* TEXTE EXTRAIT
:::::

Le musée Edgar Clerc accueille différents publics notamment des touristes vacanciers intéressés par l'histoire précolombienne de la Guadeloupe ou amateurs d'archéologie, des résidents passionnés par l’histoire de leur île et des scolaires curieux de découvrir leurs origines. Le musée offre à ses visiteurs une expérience immersive qui les incite à se connecter personnellement à cette histoire ancienne.

A travers son service des publics et la nomination récente d’un professeur de service éducatif, le musée offre aux scolaires un travail pédagogique visant l’appropriation de l’histoire amérindienne de l’île, à travers les ateliers et les visites guidées : « Il est important d’être accompagné pour intéresser les enfants aux collections. Récemment, nous avons collaboré avec le fablab Bik-Lab qui nous a fait des impressions 3D de sceaux corporels amérindiens qui une fois trempés dans le roucou se transformaient en faux tatouages et suscitaient l’émerveillement des enfants. », nous explique Susana Guimarães.  

Pendentifs Morel© Conseil départemental de la Guadeloupe
Collier funéraire Morel © Conseil départemental de la Guadeloupe

De la terre au musée : un projet immersif inédit

Isabelle Gabriel, responsable des publics, archéologue de formation spécialiste de l’archéologie coloniale, au musée Edgar Clerc, est à l’initiative d’un projet pédagogique et scientifique inédit dans le monde muséal. Le projet, en partenariat avec le service du patrimoine de la ville du Moule, permet à des élèves de CE2 de participer à un chantier d’initiation en bordure de littoral. Les jeunes archéologues se familiarisent alors avec les différentes étapes de la recherche de terrain. Ils apprennent la stratigraphie, le maniement délicat de la truelle, du pinceau, la façon de noter les sachets, de prendre les photos, de dessiner le plan de la fouille, puis de laver convenablement le matériel. Les fouilles ont débuté l’année dernière et doivent s’achever dans trois ans avec le montage d’une exposition temporaire De l’archéologue au petit conservateur réalisée par les élèves eux-mêmes : « Espérons que cette démarche inédite qui mêle les aspects pédagogiques, scientifiques et culturels suscitent des vocations chez nos petits guadeloupéens. » souligne la conservatrice.

:::::

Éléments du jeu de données

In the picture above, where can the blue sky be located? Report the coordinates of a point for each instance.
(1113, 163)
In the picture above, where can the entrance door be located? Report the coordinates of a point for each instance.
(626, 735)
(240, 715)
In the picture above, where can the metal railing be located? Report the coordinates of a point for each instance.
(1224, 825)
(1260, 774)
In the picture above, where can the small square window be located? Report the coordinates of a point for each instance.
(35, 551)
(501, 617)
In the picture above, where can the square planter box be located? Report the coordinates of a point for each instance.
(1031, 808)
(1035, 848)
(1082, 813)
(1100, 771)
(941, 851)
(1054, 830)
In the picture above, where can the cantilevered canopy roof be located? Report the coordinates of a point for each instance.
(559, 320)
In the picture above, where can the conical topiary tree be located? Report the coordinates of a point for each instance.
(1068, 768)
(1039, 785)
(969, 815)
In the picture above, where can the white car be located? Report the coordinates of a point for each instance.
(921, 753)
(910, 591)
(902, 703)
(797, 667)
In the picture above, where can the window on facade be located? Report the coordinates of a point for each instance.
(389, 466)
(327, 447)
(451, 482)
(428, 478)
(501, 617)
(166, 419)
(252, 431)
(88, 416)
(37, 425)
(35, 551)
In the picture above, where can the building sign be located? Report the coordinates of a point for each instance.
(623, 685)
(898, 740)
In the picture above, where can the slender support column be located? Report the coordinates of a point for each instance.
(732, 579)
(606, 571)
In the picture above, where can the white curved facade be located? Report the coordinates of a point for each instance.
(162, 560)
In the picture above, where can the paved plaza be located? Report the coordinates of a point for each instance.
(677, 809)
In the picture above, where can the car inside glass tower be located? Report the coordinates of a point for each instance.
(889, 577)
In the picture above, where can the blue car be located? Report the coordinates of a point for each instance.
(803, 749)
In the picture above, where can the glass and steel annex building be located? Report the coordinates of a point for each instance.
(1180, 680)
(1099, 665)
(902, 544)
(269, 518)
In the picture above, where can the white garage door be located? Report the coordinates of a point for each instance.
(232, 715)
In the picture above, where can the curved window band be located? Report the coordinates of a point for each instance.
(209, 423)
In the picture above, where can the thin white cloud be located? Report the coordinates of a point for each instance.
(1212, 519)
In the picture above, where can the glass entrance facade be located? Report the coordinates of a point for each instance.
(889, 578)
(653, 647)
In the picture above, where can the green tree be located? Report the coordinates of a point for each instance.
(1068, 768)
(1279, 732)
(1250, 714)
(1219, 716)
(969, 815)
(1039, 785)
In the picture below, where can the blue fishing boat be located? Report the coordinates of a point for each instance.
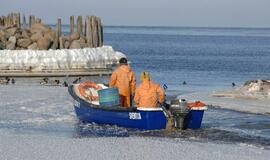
(132, 117)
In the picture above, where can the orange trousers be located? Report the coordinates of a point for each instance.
(125, 101)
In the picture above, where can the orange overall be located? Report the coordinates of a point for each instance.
(124, 79)
(148, 94)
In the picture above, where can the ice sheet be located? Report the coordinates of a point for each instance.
(58, 59)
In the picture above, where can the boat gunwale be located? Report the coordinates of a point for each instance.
(93, 106)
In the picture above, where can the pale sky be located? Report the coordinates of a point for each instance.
(198, 13)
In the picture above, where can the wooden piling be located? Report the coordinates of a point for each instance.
(94, 31)
(71, 24)
(38, 20)
(24, 22)
(99, 30)
(17, 20)
(88, 31)
(79, 25)
(31, 21)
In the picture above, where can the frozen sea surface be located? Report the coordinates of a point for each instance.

:::::

* CONSIGNES
1. Résumez sous forme de liste le paragraphe de l'extrait sur le musée Edgar Clerc qui commence par « Isabelle Gabriel, responsable des publics », en conservant ses informations principales.
2. Traduisez en anglais la phrase suivante de l'extrait sur le musée Edgar Clerc : « Les jeunes archéologues se familiarisent alors avec les différentes étapes de la recherche de terrain. »
3. Recopiez le passage de l'extrait sur le musée Edgar Clerc qui commence aux mots « Le musée Edgar » et s'arrête après les mots « cette histoire ancienne. ».

* RÉPONSES PROPOSÉES
1.
- Isabelle Gabriel est responsable des publics au musée Edgar Clerc et archéologue de formation, spécialiste de l'archéologie coloniale. Elle est à l'initiative d'un projet pédagogique et scientifique inédit dans le monde muséal.
- Mené en partenariat avec le service du patrimoine de la ville du Moule, ce projet permet à des élèves de CE2 de participer à un chantier d'initiation en bordure de littoral.
- Les élèves y découvrent les étapes de la recherche de terrain : la stratigraphie, le maniement de la truelle et du pinceau, l'annotation des sachets, la prise de photos, le plan de la fouille et le lavage du matériel.
- Les fouilles ont commencé l'année dernière et doivent s'achever dans trois ans. Elles se concluront par une exposition temporaire, « De l'archéologue au petit conservateur », réalisée par les élèves eux-mêmes.
- La conservatrice espère que cette démarche, à la fois pédagogique, scientifique et culturelle, suscitera des vocations chez les petits Guadeloupéens.

2. The young archaeologists then become familiar with the various stages of field research.

3.
Le musée Edgar Clerc accueille différents publics notamment des touristes vacanciers intéressés par l'histoire précolombienne de la Guadeloupe ou amateurs d'archéologie, des résidents passionnés par l’histoire de leur île et des scolaires curieux de découvrir leurs origines. Le musée offre à ses visiteurs une expérience immersive qui les incite à se connecter personnellement à cette histoire ancienne.